[A block of data]
------------------------------------------------------------
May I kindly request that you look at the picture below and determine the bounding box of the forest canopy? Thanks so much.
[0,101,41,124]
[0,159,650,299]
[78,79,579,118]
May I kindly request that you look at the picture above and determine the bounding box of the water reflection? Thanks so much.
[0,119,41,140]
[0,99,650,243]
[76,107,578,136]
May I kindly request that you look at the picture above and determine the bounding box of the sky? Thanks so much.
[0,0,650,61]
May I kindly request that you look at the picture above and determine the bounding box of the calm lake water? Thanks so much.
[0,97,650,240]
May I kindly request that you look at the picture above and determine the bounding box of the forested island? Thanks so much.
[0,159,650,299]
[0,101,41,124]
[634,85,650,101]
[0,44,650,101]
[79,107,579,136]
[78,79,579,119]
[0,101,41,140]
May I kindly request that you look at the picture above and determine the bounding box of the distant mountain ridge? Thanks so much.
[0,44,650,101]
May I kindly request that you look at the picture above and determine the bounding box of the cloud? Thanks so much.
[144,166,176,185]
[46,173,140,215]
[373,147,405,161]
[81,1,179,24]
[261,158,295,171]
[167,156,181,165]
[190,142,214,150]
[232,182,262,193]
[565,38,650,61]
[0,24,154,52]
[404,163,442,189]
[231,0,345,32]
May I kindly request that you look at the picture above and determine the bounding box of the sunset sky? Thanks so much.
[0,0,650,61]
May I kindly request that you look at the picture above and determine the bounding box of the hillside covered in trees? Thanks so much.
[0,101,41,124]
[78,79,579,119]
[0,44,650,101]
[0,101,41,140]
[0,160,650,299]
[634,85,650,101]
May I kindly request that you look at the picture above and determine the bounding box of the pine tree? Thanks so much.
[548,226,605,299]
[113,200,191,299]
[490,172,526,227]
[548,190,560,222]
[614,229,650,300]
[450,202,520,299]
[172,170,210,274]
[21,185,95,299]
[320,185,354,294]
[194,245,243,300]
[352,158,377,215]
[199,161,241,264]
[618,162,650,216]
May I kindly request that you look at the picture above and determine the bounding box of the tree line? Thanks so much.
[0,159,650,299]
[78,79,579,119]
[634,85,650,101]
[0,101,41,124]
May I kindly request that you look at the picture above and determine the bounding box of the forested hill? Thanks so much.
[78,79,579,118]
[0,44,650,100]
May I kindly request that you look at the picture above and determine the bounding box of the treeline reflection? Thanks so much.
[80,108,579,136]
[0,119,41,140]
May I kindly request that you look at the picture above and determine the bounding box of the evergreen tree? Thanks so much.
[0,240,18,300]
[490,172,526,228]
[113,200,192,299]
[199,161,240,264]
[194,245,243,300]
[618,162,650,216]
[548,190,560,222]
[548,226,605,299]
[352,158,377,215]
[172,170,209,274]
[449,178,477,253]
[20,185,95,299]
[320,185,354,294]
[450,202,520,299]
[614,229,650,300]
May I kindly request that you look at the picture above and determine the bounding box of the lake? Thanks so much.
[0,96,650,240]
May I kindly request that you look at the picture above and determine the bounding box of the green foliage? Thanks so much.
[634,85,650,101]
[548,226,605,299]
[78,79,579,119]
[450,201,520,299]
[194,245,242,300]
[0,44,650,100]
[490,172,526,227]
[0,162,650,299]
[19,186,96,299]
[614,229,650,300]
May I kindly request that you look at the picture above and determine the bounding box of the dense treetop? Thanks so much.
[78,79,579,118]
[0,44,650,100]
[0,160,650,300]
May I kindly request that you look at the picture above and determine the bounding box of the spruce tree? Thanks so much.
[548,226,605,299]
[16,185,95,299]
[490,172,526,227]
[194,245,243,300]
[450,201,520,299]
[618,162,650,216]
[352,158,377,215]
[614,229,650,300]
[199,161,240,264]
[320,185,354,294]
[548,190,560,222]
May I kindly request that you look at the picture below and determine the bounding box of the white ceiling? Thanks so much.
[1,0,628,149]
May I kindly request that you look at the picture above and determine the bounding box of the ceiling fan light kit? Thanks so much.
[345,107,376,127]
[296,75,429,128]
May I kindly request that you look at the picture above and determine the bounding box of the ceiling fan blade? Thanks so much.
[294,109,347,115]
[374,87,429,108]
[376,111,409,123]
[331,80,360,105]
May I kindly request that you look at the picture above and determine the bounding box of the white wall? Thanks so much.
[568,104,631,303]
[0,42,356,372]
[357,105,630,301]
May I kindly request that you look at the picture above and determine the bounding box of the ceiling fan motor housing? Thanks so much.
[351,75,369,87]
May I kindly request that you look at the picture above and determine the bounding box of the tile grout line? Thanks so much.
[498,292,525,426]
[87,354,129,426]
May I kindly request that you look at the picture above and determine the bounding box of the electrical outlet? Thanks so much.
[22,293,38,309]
------------------------------------------------------------
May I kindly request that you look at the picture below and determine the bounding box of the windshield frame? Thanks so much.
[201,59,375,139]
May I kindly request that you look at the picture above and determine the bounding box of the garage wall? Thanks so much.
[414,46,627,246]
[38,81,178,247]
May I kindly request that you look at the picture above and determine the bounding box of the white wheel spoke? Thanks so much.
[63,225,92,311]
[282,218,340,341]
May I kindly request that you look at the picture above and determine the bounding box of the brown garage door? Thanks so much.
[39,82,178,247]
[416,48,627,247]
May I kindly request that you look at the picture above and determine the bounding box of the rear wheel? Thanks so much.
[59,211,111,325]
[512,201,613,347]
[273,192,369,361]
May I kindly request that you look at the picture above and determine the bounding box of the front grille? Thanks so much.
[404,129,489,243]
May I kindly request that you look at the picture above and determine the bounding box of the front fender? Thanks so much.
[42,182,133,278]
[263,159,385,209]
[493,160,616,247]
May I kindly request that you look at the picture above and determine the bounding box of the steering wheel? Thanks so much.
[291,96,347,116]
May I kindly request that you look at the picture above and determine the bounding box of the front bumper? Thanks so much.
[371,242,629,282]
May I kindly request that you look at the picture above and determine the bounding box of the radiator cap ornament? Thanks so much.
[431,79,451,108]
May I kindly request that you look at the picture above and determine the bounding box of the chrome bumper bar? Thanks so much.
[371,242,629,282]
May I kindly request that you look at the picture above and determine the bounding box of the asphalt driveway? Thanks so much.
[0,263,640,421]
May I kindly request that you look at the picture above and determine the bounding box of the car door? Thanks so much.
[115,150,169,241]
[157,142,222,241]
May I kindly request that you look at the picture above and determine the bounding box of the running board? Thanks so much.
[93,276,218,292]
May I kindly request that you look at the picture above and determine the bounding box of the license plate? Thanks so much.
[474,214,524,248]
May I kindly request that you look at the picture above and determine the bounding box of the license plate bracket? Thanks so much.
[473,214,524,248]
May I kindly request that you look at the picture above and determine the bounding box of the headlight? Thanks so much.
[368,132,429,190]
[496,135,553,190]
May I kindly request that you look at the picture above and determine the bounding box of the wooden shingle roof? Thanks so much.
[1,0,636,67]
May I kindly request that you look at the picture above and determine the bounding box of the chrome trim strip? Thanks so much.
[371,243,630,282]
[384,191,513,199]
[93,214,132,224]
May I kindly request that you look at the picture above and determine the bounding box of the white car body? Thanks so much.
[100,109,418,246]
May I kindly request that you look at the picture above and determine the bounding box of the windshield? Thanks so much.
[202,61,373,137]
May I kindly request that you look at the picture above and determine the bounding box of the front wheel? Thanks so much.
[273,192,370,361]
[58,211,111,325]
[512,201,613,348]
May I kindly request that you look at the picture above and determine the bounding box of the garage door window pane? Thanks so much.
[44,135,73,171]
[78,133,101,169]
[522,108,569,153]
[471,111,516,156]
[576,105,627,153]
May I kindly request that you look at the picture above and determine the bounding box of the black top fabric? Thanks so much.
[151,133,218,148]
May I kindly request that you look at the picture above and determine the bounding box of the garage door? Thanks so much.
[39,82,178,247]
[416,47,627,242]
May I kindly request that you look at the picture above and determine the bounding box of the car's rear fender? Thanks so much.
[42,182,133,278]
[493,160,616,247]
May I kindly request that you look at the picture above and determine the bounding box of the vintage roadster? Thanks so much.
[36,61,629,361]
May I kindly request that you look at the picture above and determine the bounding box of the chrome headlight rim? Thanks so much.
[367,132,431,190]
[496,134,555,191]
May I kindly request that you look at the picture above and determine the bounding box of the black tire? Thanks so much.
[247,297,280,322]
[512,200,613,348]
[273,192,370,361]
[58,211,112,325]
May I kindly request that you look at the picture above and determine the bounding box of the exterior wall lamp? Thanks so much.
------------------------------------------------------------
Brief
Please report every line in the rows above that contains the word "headlight", copying each such line in full.

Final result
May I kindly request that you look at the picture above and determine the bounding box of the headlight? Thanks so much.
May I kindly request that you look at the picture above and determine the bounding box of the chrome headlight rim? Thanks so much.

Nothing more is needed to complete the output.